At the very least, gives me more material and fodder for more books, young lady.


A.C.


----------



## Moon Child (Nov 11, 2022)

That Guy Named Aaron said:


> At the very least, gives me more material and fodder for more books, young lady.
> 
> 
> A.C.


Indeed it does, darling


----------



## Joker (Nov 11, 2022)

That Guy Named Aaron said:


> Electric cars are changing the automotive landscape, whether you like it or not. They hauled us all up front to make a MAJOR announcement. We won a HUGE contract to build a particular part for electric cars. They'll be replacing the making of similar parts we make for internal combustion vehicles. It's a huge eight digit investment from our parent companies with some help from state-level and local government incentives. This means that we'll all have job here for decades to come.
> 
> The bad news for me is this. Because of the design differences between ICE's and E-vehicles, the manufacturing process is totally new and night-and-day different for the part we make. The machining and assembly process of one cannot work for the other. And with the forecasted reduction of orders of traditional ICE vehicles, it means there's a point where it's more cost efficient to import the parts from outside sources. These lines will start to cease operation as early as this coming April. As they shut down, the people from those areas will be staffed in other areas were there's openings. My job, which I have loved for the past seven years, will probably be phased out by the end of next year. But more than likely it'll be by June or July.
> 
> By March I'll have to figure out my next course of action at the company. With the projected retirements and turn-over rate, I should be able to land in another good situation.

→ **Extracted information**
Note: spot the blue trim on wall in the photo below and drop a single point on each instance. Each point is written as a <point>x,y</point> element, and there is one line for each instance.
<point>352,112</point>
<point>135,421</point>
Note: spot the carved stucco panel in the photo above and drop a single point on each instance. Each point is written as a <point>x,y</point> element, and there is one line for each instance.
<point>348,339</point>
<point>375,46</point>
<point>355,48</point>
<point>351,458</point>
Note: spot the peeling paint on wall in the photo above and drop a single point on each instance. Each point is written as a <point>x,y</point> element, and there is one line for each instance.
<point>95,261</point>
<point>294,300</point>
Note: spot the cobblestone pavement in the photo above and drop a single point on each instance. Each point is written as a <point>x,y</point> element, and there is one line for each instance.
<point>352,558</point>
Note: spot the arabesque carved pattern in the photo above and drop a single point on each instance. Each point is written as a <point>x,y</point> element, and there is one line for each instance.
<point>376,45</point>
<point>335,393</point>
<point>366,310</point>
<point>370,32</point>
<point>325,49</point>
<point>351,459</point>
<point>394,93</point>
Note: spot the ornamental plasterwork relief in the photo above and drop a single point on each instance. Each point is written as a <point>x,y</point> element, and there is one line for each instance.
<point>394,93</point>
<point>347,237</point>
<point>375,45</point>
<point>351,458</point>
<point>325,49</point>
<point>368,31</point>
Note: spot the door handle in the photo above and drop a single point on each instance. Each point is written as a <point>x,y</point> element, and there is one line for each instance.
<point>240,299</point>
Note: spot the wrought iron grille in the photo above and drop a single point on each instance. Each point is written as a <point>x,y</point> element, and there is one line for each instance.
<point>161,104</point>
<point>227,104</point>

→ **Work instruction 1**
In the forum thread, restate the paragraph beginning "Electric cars are changing the automotive landscape" as a short bulleted list that keeps its main facts.
→ **Work instruction 2**
Answer these questions from the forum thread:
(a) For how many years has Aaron loved the job that will probably be phased out?
(b) How soon could the lines start to cease operation?
(c) What does Moon Child say in reply to the remark about material for more books?
→ **Work instruction 3**
Reproduce everything in the forum thread from "Indeed it does, darling" down to "decades to come.".
The data were taken from a separate source.

→ **Response area 1**
- Electric cars are changing the automotive landscape.
- Staff were called up front for a major announcement: the company won a huge contract to build a part for electric cars.
- This work will replace similar parts made for internal combustion vehicles.
- The parent companies are investing eight digits, helped by state-level and local government incentives.
- Everyone should have a job there for decades to come.

→ **Response area 2**
(a) Seven years.
(b) As early as this coming April.
(c) "Indeed it does, darling"

→ **Response area 3**
Indeed it does, darling


----------



## Joker (Nov 11, 2022)

That Guy Named Aaron said:


> Electric cars are changing the automotive landscape, whether you like it or not. They hauled us all up front to make a MAJOR announcement. We won a HUGE contract to build a particular part for electric cars. They'll be replacing the making of similar parts we make for internal combustion vehicles. It's a huge eight digit investment from our parent companies with some help from state-level and local government incentives. This means that we'll all have job here for decades to come.